## AIM
Rewrite the listing below with every "potted plant" switched to "houseplant" and nothing else changed. Leave the pictures out.

## PROVIDED RECORDS
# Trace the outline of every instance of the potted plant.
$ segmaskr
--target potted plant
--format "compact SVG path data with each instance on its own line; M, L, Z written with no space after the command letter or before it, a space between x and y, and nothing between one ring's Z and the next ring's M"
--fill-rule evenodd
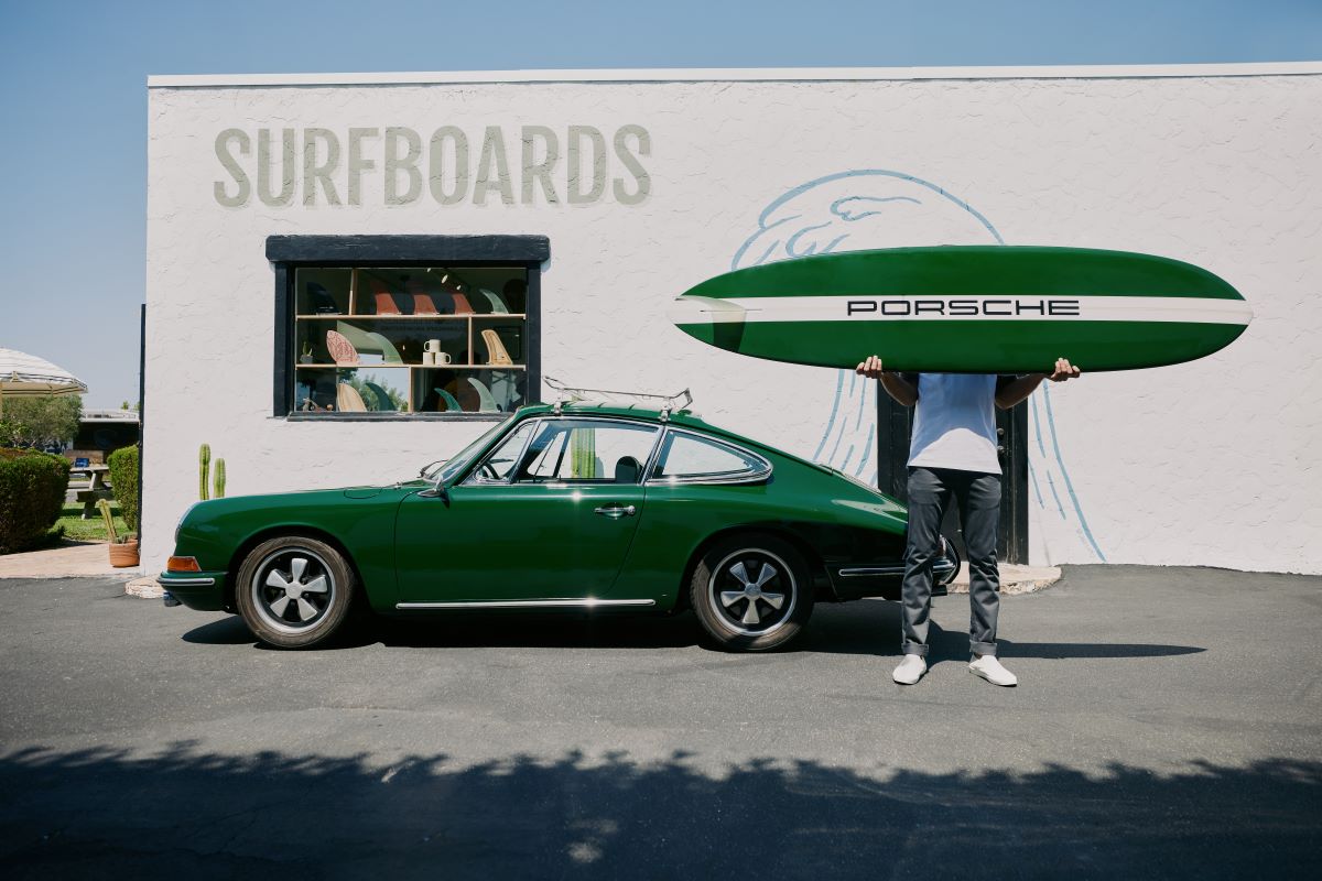
M106 499L97 502L97 510L100 511L100 516L106 522L106 534L110 536L107 546L110 548L110 565L116 569L137 565L141 560L137 552L137 536L132 532L119 535L115 531L115 518L111 515L110 502Z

## SOLUTION TO THIS PROBLEM
# Trace the outline of every instance of the houseplant.
$ segmaskr
--target houseplant
--format "compact SVG path data with each instance on its own line; M, L, Z written with no space after the command letter or before it, a space between x and y, and nothing between one ring's Z and the next ring's M"
--fill-rule evenodd
M106 499L97 502L97 510L100 511L100 516L106 522L106 534L110 536L107 546L110 548L110 565L116 569L137 565L141 560L137 552L137 536L132 532L119 535L115 531L115 518L111 515L110 502Z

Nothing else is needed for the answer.